Over the last few months, you may have noticed a new refrain appearing in Jewish publications. Respected rabbis and prominent philanthropists have begun declaring, in earnest, that the American Jewish chapter is drawing to a close. Every great diaspora, they remind us, eventually ended the same way. The writing is on the wall. The only uncertainty is how long we have left before we, too, must leave for Israel, not as an ideal, but as a matter of physical survival.

I understand why this message resonates. The past few years have shaken many of us. Anti-Jewish violence, campus unrest, and the relentless stream of images and headlines on our phones have created a genuine sense of vulnerability. The fear is not irrational. Something has changed.

But what concerns me is something different. It is how easily fear begins to reshape the way we interpret everything else.

The reality is, measured across almost any meaningful indicator, American Jews, and especially the Orthodox community, continue to flourish in ways unmatched in Jewish history. Our communities are growing. Schools and shuls continue to expand. Jewish philanthropy has reached extraordinary levels, and observant Jews participate openly at every level of American civic and economic life. Whatever challenges confront us, this is not a picture that resembles the final years of medieval Spain or nineteenth-century Russia.

The dangers are real. A synagogue shooting is horrifying, but it is not a state-sponsored pogrom. Hostile demonstrations on college campuses deserve serious attention, but they are not Kristallnacht. When such events dominate our imagination, however, something subtle begins to happen. Individual tragedies stop being seen as individual tragedies. They become evidence that everything around us has already changed.

This is how fear does its real damage. Slowly, almost imperceptibly, we begin to see our lives through a lens of our own making. The facts remain facts, but the lens arranges them, colors them, tells us in advance what they mean. And a lens ground by fear does not merely magnify the dangers before us. It quietly redraws the entire world in their image.

◇ ◇ ◇ ◇ ◇ ◇ ◇

PROBLEM -
Decide whether each statement agrees with the essay on American Jewish life. Answer yes or no for each, and quote the deciding words from the essay. (a) The writer considers the fear many feel to be irrational. (b) Jewish schools and shuls are still expanding. (c) Hostile demonstrations on college campuses are described as Kristallnacht. The data play no part in this.

◇ ◇ ◇ ◇ ◇ ◇ ◇

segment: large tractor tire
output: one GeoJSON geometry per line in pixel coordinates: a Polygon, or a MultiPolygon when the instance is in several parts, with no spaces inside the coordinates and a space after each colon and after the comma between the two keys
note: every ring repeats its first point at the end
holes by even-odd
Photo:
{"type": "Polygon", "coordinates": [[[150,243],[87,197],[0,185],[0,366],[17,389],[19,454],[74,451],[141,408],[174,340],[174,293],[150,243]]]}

◇ ◇ ◇ ◇ ◇ ◇ ◇

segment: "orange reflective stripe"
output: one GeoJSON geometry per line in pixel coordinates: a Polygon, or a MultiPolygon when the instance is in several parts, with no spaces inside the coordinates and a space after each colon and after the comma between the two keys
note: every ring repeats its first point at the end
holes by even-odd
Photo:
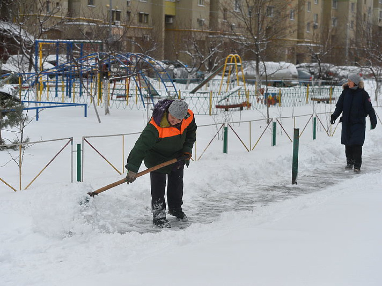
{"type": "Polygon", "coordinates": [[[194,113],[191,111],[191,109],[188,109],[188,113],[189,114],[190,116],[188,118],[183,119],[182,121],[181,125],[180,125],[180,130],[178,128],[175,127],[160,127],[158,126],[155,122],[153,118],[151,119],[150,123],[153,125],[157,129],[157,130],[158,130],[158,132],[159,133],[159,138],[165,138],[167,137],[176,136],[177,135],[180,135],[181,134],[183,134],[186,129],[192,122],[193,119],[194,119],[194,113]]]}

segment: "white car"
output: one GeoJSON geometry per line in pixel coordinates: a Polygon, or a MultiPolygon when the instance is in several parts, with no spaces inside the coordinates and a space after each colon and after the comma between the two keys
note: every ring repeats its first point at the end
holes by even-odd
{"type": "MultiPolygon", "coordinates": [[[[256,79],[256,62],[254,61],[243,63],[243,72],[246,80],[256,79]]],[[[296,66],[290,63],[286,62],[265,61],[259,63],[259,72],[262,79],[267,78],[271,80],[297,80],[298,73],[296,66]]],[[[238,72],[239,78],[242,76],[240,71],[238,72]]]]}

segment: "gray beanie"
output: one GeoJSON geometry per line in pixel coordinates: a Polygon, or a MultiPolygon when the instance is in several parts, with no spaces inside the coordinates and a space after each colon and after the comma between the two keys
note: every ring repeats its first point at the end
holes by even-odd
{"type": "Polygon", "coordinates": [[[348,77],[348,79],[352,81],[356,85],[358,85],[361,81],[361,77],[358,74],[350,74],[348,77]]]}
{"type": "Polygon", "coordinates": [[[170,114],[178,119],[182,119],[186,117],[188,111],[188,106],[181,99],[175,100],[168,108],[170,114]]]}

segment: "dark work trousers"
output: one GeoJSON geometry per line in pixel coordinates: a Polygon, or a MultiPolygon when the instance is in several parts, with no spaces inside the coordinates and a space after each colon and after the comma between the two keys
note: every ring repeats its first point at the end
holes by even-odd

◇ ◇ ◇ ◇ ◇ ◇ ◇

WRITTEN RESPONSE -
(a) No: "The fear is not irrational."
(b) Yes: "Schools and shuls continue to expand."
(c) No: "they are not Kristallnacht."